[PROBLEM TO SOLVE]: Your answer must restate the listing below word for word and contain no images.

[DATA RECORDS]:
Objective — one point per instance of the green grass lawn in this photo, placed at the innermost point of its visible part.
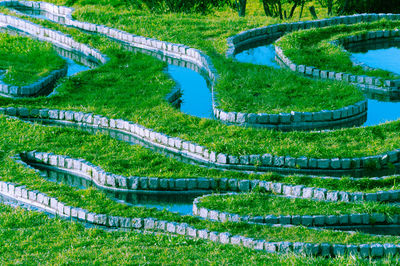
(31, 238)
(262, 204)
(314, 48)
(133, 87)
(24, 61)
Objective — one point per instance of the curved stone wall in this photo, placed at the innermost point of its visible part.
(53, 205)
(202, 155)
(354, 219)
(347, 116)
(35, 89)
(366, 83)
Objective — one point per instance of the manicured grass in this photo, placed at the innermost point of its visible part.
(262, 204)
(99, 148)
(133, 87)
(242, 88)
(313, 48)
(25, 60)
(367, 185)
(28, 237)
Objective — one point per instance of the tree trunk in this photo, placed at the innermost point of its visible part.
(241, 7)
(301, 10)
(330, 7)
(267, 10)
(280, 9)
(313, 13)
(292, 10)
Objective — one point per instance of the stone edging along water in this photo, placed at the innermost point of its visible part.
(44, 84)
(195, 152)
(53, 205)
(254, 36)
(364, 82)
(111, 181)
(305, 220)
(350, 115)
(201, 155)
(364, 38)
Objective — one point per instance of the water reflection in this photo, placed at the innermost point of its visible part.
(262, 55)
(381, 53)
(196, 99)
(181, 202)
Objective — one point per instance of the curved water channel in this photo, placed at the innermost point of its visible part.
(196, 98)
(180, 202)
(379, 54)
(196, 101)
(76, 62)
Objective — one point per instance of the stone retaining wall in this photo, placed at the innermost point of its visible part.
(43, 84)
(366, 83)
(195, 152)
(202, 155)
(305, 220)
(298, 120)
(53, 205)
(351, 115)
(117, 182)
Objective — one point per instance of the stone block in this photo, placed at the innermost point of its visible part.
(331, 220)
(244, 185)
(390, 250)
(338, 250)
(307, 220)
(271, 247)
(377, 250)
(224, 238)
(319, 220)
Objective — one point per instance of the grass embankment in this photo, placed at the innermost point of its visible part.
(19, 136)
(24, 61)
(261, 204)
(242, 87)
(314, 48)
(133, 86)
(28, 237)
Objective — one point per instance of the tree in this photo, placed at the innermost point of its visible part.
(241, 6)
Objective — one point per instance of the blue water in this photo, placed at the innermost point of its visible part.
(180, 202)
(262, 55)
(386, 59)
(380, 112)
(196, 96)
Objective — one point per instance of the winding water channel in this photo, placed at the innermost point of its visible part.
(380, 54)
(196, 98)
(196, 101)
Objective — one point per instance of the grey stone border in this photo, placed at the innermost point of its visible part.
(366, 83)
(54, 206)
(117, 182)
(31, 90)
(298, 119)
(355, 219)
(201, 155)
(195, 152)
(350, 115)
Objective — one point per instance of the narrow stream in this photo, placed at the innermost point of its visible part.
(196, 99)
(384, 55)
(76, 62)
(180, 202)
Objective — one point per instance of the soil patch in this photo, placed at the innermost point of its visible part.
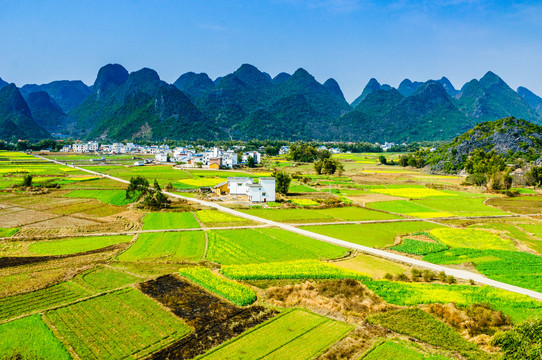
(214, 320)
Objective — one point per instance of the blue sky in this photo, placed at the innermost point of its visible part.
(349, 40)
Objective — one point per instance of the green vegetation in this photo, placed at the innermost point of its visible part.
(255, 246)
(420, 325)
(167, 246)
(231, 290)
(8, 232)
(373, 235)
(519, 307)
(305, 269)
(103, 279)
(471, 238)
(512, 267)
(294, 335)
(416, 247)
(116, 325)
(113, 197)
(28, 303)
(76, 245)
(29, 338)
(168, 220)
(391, 350)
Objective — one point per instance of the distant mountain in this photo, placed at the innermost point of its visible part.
(67, 94)
(505, 136)
(531, 98)
(15, 117)
(46, 113)
(491, 98)
(407, 87)
(140, 106)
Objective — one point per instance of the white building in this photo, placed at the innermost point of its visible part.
(239, 185)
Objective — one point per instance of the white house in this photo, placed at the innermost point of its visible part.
(239, 185)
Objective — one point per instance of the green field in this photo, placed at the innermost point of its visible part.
(168, 246)
(391, 350)
(420, 325)
(304, 269)
(215, 218)
(373, 235)
(116, 326)
(28, 303)
(102, 279)
(252, 246)
(295, 335)
(176, 220)
(113, 197)
(512, 267)
(76, 245)
(231, 290)
(471, 238)
(519, 307)
(29, 338)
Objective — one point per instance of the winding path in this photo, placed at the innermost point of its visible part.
(460, 274)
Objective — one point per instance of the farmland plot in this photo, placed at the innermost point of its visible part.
(167, 246)
(174, 220)
(294, 335)
(30, 338)
(250, 246)
(116, 326)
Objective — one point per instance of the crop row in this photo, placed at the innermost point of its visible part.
(231, 290)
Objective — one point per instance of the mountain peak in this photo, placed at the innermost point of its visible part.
(109, 76)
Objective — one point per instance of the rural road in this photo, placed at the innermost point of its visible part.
(460, 274)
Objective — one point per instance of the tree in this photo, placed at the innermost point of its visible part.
(251, 162)
(523, 342)
(282, 182)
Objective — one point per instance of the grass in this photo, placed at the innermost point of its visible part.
(113, 197)
(422, 326)
(512, 267)
(237, 293)
(176, 220)
(28, 303)
(215, 218)
(117, 325)
(7, 232)
(306, 269)
(416, 247)
(167, 246)
(391, 350)
(295, 335)
(373, 235)
(76, 245)
(30, 338)
(519, 307)
(102, 279)
(471, 238)
(254, 246)
(372, 266)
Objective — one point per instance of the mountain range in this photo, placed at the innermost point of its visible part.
(250, 104)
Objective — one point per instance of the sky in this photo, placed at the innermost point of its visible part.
(348, 40)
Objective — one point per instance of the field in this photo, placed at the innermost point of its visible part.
(113, 197)
(390, 350)
(258, 246)
(168, 246)
(116, 325)
(373, 235)
(163, 220)
(237, 293)
(75, 245)
(293, 335)
(30, 338)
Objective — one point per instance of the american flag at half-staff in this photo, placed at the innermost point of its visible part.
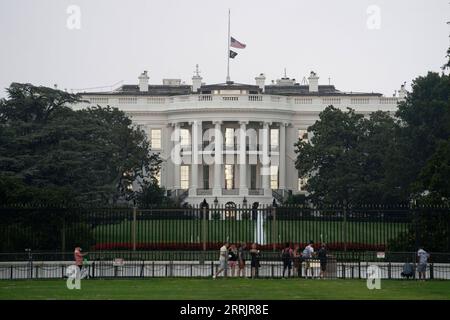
(236, 44)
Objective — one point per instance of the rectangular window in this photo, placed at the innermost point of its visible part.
(155, 139)
(253, 176)
(274, 133)
(303, 135)
(229, 138)
(274, 177)
(229, 176)
(184, 177)
(205, 177)
(185, 137)
(158, 178)
(302, 184)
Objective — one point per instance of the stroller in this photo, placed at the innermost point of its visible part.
(408, 270)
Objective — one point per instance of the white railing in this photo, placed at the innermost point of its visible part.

[SOLVED EXERCISE]:
Objective — one point per instance of the green grass lawn in this photo, placed at the innermost point of its visible part.
(31, 238)
(262, 204)
(314, 48)
(133, 87)
(24, 61)
Objective — one point per instance of the curved stone wall in this photo, placed at the innermost point of its visible part.
(53, 205)
(202, 155)
(354, 219)
(347, 116)
(35, 89)
(366, 83)
Objective — one point per instance of the manicured grass in this photo, placed at the innermost point of its visible part.
(262, 204)
(99, 148)
(133, 87)
(242, 88)
(313, 48)
(25, 60)
(367, 185)
(28, 237)
Objective — one point per instance of the tree trunk in this photo, placed at the innermost point of its visible part.
(241, 7)
(301, 10)
(330, 7)
(267, 10)
(280, 9)
(313, 13)
(292, 10)
Objective — one point per instance of the stone edging along water in this photo, placed at the innermost point of its visible part.
(44, 84)
(195, 152)
(53, 205)
(254, 36)
(364, 82)
(111, 181)
(305, 220)
(350, 115)
(201, 155)
(364, 38)
Objective — one point per instance of the water reflection in this photo, placed at the innermost point of its visible part.
(262, 55)
(381, 53)
(196, 99)
(181, 202)
Objective — one point per instance of the curved water channel in this photo, placed at the innermost point of its visible part.
(196, 98)
(180, 202)
(379, 54)
(196, 101)
(76, 62)
Objective — one point per instance of the stone retaining wall in this photo, placed at the innermost point of its visible part.
(43, 84)
(366, 83)
(195, 152)
(202, 155)
(305, 220)
(298, 120)
(53, 205)
(351, 115)
(117, 182)
Objective — one point per instance of the stone block in this photo, placed at the innermost point of its visible part.
(331, 220)
(244, 185)
(390, 250)
(338, 250)
(307, 220)
(271, 247)
(377, 250)
(224, 238)
(319, 220)
Objective — one point per instance of the grass embankment in this photo, placed at the innermost point of its visible part.
(19, 136)
(24, 61)
(261, 204)
(242, 87)
(314, 48)
(133, 86)
(28, 237)
Objective — one point per instance of the tree in this photo, placed at the innermost point of its visible part.
(241, 6)
Objective — one point per instance of the blue water in this photo, placed at the innermost point of its visible part.
(180, 202)
(262, 55)
(386, 59)
(380, 112)
(196, 96)
Objective — one point per instance of the winding water channel in this photo, placed at the innermost point of its visible part.
(380, 54)
(196, 98)
(196, 101)
Objective — one point per instance of the grey stone border in this photo, placed at the innermost point of its visible part.
(366, 83)
(54, 206)
(117, 182)
(31, 90)
(298, 119)
(355, 219)
(201, 155)
(195, 152)
(350, 115)
Objective — one point per instance of the narrow stream in this photo, placed at the innermost point of its visible part.
(196, 99)
(384, 55)
(76, 62)
(180, 202)
Objective — one point per instance of the soil patch in this photo, placed at the innermost point of its visible part.
(214, 320)
Objective — one point per instance of the blue sky in this photo, placed at the innermost point of its visible part.
(349, 40)
Objective — one point per instance of the green vegetation in this photo, placed at the innermost point of its visible part.
(255, 246)
(420, 325)
(167, 246)
(231, 290)
(8, 232)
(373, 235)
(519, 307)
(305, 269)
(103, 279)
(471, 238)
(512, 267)
(294, 335)
(416, 247)
(116, 325)
(113, 197)
(28, 303)
(76, 245)
(29, 338)
(168, 220)
(391, 350)
Objective — one point per instance of the distant mountain in this photo, placed at the innermost point of its visible part.
(67, 94)
(505, 136)
(531, 98)
(15, 117)
(46, 113)
(491, 98)
(407, 87)
(140, 106)
Objective — one point per instance of the white building in this photo, placed at the innermost point of its visible part.
(239, 185)
Objective — one point per instance of the white house in this photo, placed at the innermost point of its visible part.
(239, 185)
Objective — one point per instance of the green field in this photo, placed at the innermost point of its visible part.
(168, 246)
(391, 350)
(420, 325)
(304, 269)
(215, 218)
(373, 235)
(116, 326)
(28, 303)
(102, 279)
(252, 246)
(295, 335)
(176, 220)
(113, 197)
(512, 267)
(76, 245)
(231, 290)
(471, 238)
(519, 307)
(29, 338)
Objective — one point per instance of the winding path in this photo, placed at the innermost point of its visible part.
(460, 274)
Objective — one point per instance of the farmland plot in this photo, placed at the innermost point of its visible part.
(167, 246)
(174, 220)
(294, 335)
(30, 338)
(250, 246)
(116, 326)
Objective — one point per instance of the crop row in this photo, placed at the innermost point of its visible part.
(231, 290)
Objective — one point per instance of the mountain peak in this photo, placed at the innermost point of its visible part.
(109, 76)
Objective — one point per instance of the rural road in this photo, placed at the innermost point of its visible part.
(460, 274)
Objective — one point per instance of the tree in this photo, placed at the innermost point of its visible part.
(251, 162)
(523, 342)
(282, 182)
Objective — one point per instance of the grass in this photo, placed at the innermost point of its visible part.
(113, 197)
(422, 326)
(512, 267)
(237, 293)
(176, 220)
(28, 303)
(215, 218)
(117, 325)
(7, 232)
(306, 269)
(416, 247)
(167, 246)
(391, 350)
(295, 335)
(373, 235)
(76, 245)
(30, 338)
(519, 307)
(102, 279)
(471, 238)
(254, 246)
(372, 266)
Objective — one point per instance of the mountain range in this photo, placed at the innermost point of its visible part.
(250, 104)
Objective — one point per instance of the sky in this photo, placed at the innermost point of its visible part.
(348, 40)
Objective — one point per instance of the field in this photo, placed at the innermost point of its visible part.
(113, 197)
(390, 350)
(258, 246)
(168, 246)
(116, 325)
(373, 235)
(163, 220)
(237, 293)
(75, 245)
(293, 335)
(30, 338)
Objective — one point per instance of the american flag at half-staff in this photo, placed at the innermost point of its visible part.
(236, 44)
Objective — one point per instance of the rectangular window in this photo, placed at the innermost point of its visible part.
(155, 139)
(253, 176)
(274, 133)
(303, 135)
(229, 138)
(274, 177)
(229, 176)
(184, 177)
(205, 177)
(185, 137)
(158, 178)
(302, 184)
Objective — one point per instance of the stroller in this photo, placed at the innermost point of its visible part.
(408, 270)
Objective — one point per instance of the white railing in this photo, placed at the innermost point of its visible part.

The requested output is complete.